The starting point of history can always be shifted, such that one side is always instigating, the other always justified in response.
Once far enough removed, everyone will be properly aghast that any of this was allowed to happen. But for now, it’s just so much safer to look away, to keep one’s head down, periodically checking on the balance of polite society to see if it is not too troublesome yet to state what to the conscience was never unclear.
This is an account of a fracture, a breaking away from the notion that the polite, Western liberal ever stood for anything at all.
In the Middle East I’d seen North Americans and Europeans arrive and immediately cocoon themselves into gated compounds and gated friendships.
(It would come as a genuine surprise to me, years later, when I came to the West and found that this precise thing was a routine accusation lobbed at people from my part of the world. We simply did not do enough to learn the language, the culture. We stubbornly refused to assimilate.)

[STORED DATA]
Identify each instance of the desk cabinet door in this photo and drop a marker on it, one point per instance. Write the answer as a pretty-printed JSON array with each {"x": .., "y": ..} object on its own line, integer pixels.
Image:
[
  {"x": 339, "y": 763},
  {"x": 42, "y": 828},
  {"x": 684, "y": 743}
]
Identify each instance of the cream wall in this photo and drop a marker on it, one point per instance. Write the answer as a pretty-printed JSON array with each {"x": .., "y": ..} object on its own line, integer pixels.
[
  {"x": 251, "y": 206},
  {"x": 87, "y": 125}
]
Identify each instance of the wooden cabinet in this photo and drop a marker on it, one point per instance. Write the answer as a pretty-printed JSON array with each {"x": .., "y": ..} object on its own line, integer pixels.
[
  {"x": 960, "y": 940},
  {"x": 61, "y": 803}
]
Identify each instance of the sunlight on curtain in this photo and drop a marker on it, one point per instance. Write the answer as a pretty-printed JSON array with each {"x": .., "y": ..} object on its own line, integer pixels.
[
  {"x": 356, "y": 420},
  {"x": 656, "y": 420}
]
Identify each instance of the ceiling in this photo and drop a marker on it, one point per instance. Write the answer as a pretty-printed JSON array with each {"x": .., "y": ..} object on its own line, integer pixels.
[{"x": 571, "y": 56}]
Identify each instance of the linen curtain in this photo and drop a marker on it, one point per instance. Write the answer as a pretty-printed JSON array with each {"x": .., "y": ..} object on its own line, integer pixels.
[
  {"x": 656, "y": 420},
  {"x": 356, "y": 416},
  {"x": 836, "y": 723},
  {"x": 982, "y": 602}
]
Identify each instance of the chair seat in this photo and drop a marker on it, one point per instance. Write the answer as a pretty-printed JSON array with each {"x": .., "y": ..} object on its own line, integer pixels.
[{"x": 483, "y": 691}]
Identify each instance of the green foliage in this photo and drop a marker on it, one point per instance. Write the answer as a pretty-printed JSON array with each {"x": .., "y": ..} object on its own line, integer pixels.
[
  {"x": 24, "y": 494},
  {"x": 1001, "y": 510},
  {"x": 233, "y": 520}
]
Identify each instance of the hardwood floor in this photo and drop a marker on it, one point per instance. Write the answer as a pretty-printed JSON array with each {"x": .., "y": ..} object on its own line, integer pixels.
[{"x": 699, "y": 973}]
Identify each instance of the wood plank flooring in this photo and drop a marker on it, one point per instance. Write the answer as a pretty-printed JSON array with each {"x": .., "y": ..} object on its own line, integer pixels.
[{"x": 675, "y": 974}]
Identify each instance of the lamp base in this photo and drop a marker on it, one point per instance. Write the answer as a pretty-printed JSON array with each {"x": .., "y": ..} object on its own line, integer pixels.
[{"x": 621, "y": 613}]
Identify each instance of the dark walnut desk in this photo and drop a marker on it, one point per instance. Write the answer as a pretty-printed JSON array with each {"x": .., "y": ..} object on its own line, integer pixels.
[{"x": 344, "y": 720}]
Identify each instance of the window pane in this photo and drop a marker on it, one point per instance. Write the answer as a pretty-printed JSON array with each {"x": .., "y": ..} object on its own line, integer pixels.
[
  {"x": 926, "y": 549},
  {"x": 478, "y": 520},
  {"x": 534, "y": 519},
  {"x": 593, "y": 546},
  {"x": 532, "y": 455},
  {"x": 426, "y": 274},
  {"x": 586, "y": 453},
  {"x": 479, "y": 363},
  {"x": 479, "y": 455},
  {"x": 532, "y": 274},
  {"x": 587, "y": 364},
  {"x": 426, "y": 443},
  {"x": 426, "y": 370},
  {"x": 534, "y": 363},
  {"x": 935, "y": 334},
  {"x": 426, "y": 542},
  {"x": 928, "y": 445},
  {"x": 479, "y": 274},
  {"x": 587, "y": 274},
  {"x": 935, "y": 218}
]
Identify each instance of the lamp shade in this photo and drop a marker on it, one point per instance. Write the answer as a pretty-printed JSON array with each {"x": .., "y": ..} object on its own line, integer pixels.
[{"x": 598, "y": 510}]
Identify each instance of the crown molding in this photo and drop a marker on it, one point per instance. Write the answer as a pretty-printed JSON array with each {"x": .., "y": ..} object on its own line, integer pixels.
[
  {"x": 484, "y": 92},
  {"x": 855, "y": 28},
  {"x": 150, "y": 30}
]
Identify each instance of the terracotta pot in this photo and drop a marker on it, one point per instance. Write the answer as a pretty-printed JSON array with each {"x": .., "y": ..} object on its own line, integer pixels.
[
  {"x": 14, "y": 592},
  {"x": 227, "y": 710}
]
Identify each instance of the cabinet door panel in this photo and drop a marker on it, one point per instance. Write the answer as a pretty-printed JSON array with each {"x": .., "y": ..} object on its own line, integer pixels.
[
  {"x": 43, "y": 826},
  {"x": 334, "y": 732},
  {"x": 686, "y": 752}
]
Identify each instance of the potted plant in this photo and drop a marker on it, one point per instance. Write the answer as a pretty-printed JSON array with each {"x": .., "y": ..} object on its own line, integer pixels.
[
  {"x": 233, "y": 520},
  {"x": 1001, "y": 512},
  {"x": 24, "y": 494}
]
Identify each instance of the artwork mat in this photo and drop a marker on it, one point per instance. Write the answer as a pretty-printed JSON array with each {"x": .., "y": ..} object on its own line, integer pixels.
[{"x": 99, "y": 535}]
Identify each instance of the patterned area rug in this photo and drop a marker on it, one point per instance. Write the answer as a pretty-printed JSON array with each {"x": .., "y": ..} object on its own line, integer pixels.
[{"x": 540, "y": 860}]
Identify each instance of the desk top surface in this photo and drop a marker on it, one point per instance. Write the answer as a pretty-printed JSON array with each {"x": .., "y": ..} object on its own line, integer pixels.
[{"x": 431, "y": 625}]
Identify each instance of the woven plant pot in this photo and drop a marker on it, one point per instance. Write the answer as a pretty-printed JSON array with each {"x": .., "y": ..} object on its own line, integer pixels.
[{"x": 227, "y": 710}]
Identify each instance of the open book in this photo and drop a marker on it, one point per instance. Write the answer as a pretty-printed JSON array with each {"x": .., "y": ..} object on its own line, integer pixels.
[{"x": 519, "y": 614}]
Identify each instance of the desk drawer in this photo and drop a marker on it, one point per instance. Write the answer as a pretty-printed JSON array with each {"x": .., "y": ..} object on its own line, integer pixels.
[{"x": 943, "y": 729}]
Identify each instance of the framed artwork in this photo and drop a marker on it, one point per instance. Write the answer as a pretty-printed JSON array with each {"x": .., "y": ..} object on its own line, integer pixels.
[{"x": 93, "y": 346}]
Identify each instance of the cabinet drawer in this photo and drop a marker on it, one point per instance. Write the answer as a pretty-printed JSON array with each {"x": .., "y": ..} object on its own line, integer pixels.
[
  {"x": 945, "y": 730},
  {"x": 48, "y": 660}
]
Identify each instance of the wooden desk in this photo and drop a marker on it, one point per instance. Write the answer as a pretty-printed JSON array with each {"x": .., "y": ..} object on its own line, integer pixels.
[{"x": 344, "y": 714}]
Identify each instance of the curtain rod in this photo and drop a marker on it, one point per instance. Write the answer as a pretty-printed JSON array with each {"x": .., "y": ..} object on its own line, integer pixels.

[WHAT TO DO] Write out the stretch of the passage on Western liberalism from "Once far enough" through "refused to assimilate.)", word for word.

[FINISHED EXERCISE]
Once far enough removed, everyone will be properly aghast that any of this was allowed to happen. But for now, it’s just so much safer to look away, to keep one’s head down, periodically checking on the balance of polite society to see if it is not too troublesome yet to state what to the conscience was never unclear.
This is an account of a fracture, a breaking away from the notion that the polite, Western liberal ever stood for anything at all.
In the Middle East I’d seen North Americans and Europeans arrive and immediately cocoon themselves into gated compounds and gated friendships.
(It would come as a genuine surprise to me, years later, when I came to the West and found that this precise thing was a routine accusation lobbed at people from my part of the world. We simply did not do enough to learn the language, the culture. We stubbornly refused to assimilate.)